Water water
Chapter 16, "Not a Drop to Drink?" of Michael Sanera and Jane S. Shaw's Facts not Fear (Regnery Publishing, Inc., 1996) is fairly typical "brownlash" denial. They report some anecdotal good news, while ignoring the bad news, even when it comes from the same reference (an example of stacking the deck). In this case I will contrast the coverage of water issues in Facts not Fear and Terry L. Anderson's "Water Options for the Blue Planet" (Chapter 8 in The True State of the Planet), the main reference for "Not a Drop to Drink?"
Facts not Fear, criticising a text book, (page 188): "The Earth 'has a short supply of water suitable for drinking,' says a D. C. Heath science text."
Anderson (page 275):
When measured in terms of quality instead of quantity, water scarcity is much worse. Half of the world's population is estimated to suffer from infectious diseases such as yellow fever, malaria, and river blindness. Diseases in associated with water kill 5 million people per year, and four of five child deaths in developing countries result from waterborne disease.
Note: Anderson is wrong about one thing, yellow fever and malaria are carried by mosquitoes, and although they are related to water issues they are not waterborne diseases.
Facts not Fear, writing about the decline in the level of the Ogallala aquifer (page 191): "Since 1980, the rate of decline has slowed in many areas, stopped in some, and, in a few, the water table is actually rising." This is based on an article in the March 1993 National Geographic. What Sanera and Shaw failed to point out is that this was partly the result of increased snow and rain, and that serious decline continued in parts of Kansas and Texas (Zwingle page 85). Facts not Fear ignores the problems in other aquifers.
Anderson:
The famous Ogallala aquifer in the south-central United sates . . . is also feeling the pressure of pumping. . . . Overdraft (withdrawals in excess of recharge) occurred in 95 percent of the Ogallala, sparking forecasts that the aquifer would be 23 percent depleted by 2020. The water tables beneath Dallas-Fort Worth have dropped 492 feet since 1960. A similar situation exists in Arizona, where the water tables around Phoenix have dropped 400 feet in the past fifty years. According to an estimate by the American Institute of Professional Geologists, Americans pumped 100 bgd [billions of gallons per day] of groundwater in 1985, a 12 percent increase over 1980 figures. In China, the water tables near two major manufacturing cities, Beijing and Tianjin, are decreasing by 3 to 12 feet annually, and in southern India, water tables have dropped 80 to 96 feet in ten years. In Mexico City, groundwater pumping exceeds recharge by 50 to 80 percent.

» **Provided data**
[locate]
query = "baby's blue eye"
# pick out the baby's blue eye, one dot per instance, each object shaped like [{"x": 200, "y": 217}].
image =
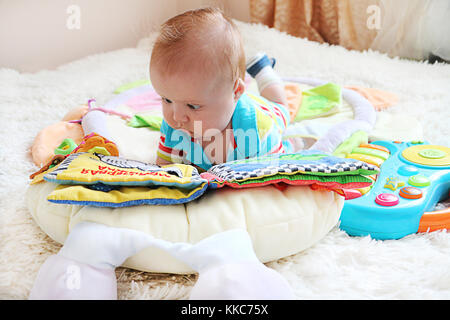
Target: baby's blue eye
[{"x": 193, "y": 106}]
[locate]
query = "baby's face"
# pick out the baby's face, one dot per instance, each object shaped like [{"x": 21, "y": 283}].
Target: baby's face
[{"x": 200, "y": 106}]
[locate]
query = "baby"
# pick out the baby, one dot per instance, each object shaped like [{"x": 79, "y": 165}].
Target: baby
[{"x": 197, "y": 67}]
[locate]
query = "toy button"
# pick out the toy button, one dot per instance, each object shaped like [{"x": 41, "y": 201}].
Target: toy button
[
  {"x": 386, "y": 199},
  {"x": 393, "y": 183},
  {"x": 410, "y": 193},
  {"x": 407, "y": 170},
  {"x": 419, "y": 181},
  {"x": 432, "y": 153}
]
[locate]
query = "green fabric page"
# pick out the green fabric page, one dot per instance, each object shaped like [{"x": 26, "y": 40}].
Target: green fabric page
[{"x": 320, "y": 101}]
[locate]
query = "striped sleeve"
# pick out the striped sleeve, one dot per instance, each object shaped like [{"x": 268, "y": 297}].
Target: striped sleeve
[{"x": 167, "y": 153}]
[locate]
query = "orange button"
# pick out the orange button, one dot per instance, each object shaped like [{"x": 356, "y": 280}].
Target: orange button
[{"x": 410, "y": 193}]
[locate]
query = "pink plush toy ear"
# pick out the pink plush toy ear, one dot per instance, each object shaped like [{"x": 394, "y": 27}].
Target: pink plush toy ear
[
  {"x": 51, "y": 137},
  {"x": 76, "y": 113}
]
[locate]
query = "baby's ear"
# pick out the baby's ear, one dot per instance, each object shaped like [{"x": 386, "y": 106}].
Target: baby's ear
[{"x": 239, "y": 88}]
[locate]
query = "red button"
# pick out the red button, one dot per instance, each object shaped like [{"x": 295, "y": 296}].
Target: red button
[
  {"x": 386, "y": 199},
  {"x": 410, "y": 193}
]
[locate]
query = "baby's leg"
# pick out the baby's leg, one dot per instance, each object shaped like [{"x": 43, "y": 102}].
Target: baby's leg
[{"x": 269, "y": 83}]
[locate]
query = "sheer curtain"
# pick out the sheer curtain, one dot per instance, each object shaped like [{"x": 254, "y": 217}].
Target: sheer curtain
[
  {"x": 405, "y": 28},
  {"x": 414, "y": 28}
]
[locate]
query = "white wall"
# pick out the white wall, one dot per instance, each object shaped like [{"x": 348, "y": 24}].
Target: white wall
[{"x": 37, "y": 34}]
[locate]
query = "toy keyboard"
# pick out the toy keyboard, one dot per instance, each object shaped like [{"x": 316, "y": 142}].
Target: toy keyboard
[{"x": 413, "y": 178}]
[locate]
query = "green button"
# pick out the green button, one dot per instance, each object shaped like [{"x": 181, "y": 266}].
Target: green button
[
  {"x": 432, "y": 153},
  {"x": 419, "y": 181}
]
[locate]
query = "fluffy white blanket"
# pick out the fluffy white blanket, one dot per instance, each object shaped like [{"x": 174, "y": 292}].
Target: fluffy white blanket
[{"x": 337, "y": 267}]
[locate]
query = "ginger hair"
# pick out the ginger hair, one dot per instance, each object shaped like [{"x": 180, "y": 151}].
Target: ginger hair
[{"x": 204, "y": 40}]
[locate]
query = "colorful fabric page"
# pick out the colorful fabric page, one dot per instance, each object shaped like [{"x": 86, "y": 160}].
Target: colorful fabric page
[
  {"x": 320, "y": 101},
  {"x": 91, "y": 168}
]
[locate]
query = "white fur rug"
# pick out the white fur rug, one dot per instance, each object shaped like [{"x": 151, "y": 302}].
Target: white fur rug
[{"x": 337, "y": 267}]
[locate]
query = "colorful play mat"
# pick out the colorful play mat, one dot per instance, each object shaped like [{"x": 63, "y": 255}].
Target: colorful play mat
[{"x": 97, "y": 166}]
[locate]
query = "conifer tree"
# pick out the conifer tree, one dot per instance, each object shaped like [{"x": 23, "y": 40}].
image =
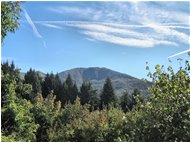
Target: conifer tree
[
  {"x": 108, "y": 96},
  {"x": 70, "y": 90}
]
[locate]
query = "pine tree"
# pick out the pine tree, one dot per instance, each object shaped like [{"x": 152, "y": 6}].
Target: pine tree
[
  {"x": 85, "y": 92},
  {"x": 32, "y": 77},
  {"x": 51, "y": 83},
  {"x": 70, "y": 90},
  {"x": 108, "y": 96},
  {"x": 125, "y": 101}
]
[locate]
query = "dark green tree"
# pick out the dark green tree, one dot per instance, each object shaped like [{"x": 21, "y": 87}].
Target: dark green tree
[
  {"x": 52, "y": 83},
  {"x": 17, "y": 123},
  {"x": 85, "y": 92},
  {"x": 70, "y": 90},
  {"x": 32, "y": 77},
  {"x": 88, "y": 95},
  {"x": 10, "y": 14},
  {"x": 125, "y": 101},
  {"x": 46, "y": 113},
  {"x": 108, "y": 96},
  {"x": 135, "y": 96}
]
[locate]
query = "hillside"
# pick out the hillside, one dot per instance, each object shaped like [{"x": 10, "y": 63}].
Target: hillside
[{"x": 97, "y": 76}]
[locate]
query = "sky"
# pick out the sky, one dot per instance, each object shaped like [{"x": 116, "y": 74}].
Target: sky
[{"x": 122, "y": 36}]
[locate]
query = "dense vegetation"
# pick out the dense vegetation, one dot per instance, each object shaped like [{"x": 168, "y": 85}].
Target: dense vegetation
[
  {"x": 48, "y": 110},
  {"x": 10, "y": 14},
  {"x": 43, "y": 110}
]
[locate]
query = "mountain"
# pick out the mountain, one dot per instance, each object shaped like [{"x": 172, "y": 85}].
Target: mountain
[{"x": 97, "y": 77}]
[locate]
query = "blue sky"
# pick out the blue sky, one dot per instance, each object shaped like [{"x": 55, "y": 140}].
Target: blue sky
[{"x": 122, "y": 36}]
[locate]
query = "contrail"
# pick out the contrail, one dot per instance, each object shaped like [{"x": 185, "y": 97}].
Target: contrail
[
  {"x": 179, "y": 53},
  {"x": 35, "y": 30}
]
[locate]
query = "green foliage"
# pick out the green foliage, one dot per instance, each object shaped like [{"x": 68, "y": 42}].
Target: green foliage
[
  {"x": 51, "y": 83},
  {"x": 10, "y": 14},
  {"x": 32, "y": 77},
  {"x": 108, "y": 96},
  {"x": 46, "y": 112},
  {"x": 88, "y": 95},
  {"x": 70, "y": 90},
  {"x": 165, "y": 115},
  {"x": 17, "y": 120}
]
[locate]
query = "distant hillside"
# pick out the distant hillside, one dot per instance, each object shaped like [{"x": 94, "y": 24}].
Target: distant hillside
[{"x": 97, "y": 76}]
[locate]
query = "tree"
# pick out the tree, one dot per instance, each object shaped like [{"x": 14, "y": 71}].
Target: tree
[
  {"x": 46, "y": 113},
  {"x": 108, "y": 96},
  {"x": 164, "y": 116},
  {"x": 125, "y": 101},
  {"x": 135, "y": 96},
  {"x": 32, "y": 77},
  {"x": 17, "y": 120},
  {"x": 70, "y": 90},
  {"x": 10, "y": 14},
  {"x": 85, "y": 92},
  {"x": 51, "y": 83},
  {"x": 89, "y": 95}
]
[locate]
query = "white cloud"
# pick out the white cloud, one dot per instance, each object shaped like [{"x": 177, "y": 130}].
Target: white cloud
[
  {"x": 35, "y": 30},
  {"x": 142, "y": 43},
  {"x": 139, "y": 24},
  {"x": 52, "y": 26},
  {"x": 186, "y": 51}
]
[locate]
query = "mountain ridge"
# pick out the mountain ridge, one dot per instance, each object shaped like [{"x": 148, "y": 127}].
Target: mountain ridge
[{"x": 98, "y": 75}]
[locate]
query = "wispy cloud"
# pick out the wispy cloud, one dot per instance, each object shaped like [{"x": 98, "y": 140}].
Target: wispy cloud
[
  {"x": 52, "y": 26},
  {"x": 138, "y": 24},
  {"x": 186, "y": 51},
  {"x": 35, "y": 30}
]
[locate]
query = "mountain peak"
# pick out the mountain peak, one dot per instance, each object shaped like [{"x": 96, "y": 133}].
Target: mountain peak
[{"x": 98, "y": 75}]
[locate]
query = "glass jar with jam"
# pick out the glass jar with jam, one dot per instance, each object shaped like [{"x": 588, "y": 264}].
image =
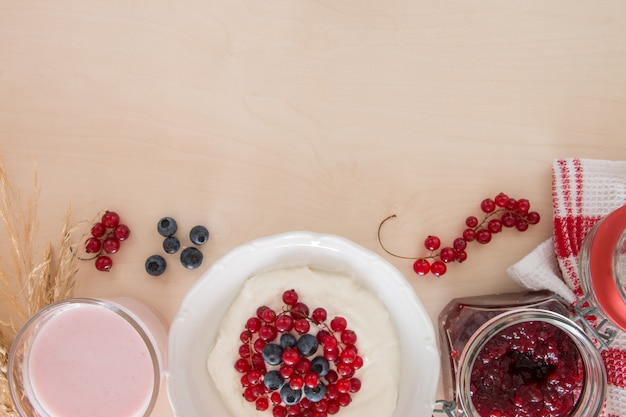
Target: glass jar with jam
[
  {"x": 533, "y": 354},
  {"x": 519, "y": 354},
  {"x": 603, "y": 276}
]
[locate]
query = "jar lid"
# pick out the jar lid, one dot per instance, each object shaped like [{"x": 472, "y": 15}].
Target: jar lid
[{"x": 609, "y": 246}]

» **What the task asks**
Return, word for word, the part of the water supply text that runs from "Facts not Fear, criticising" up to and including "not waterborne diseases.".

» **The completed task**
Facts not Fear, criticising a text book, (page 188): "The Earth 'has a short supply of water suitable for drinking,' says a D. C. Heath science text."
Anderson (page 275):
When measured in terms of quality instead of quantity, water scarcity is much worse. Half of the world's population is estimated to suffer from infectious diseases such as yellow fever, malaria, and river blindness. Diseases in associated with water kill 5 million people per year, and four of five child deaths in developing countries result from waterborne disease.
Note: Anderson is wrong about one thing, yellow fever and malaria are carried by mosquitoes, and although they are related to water issues they are not waterborne diseases.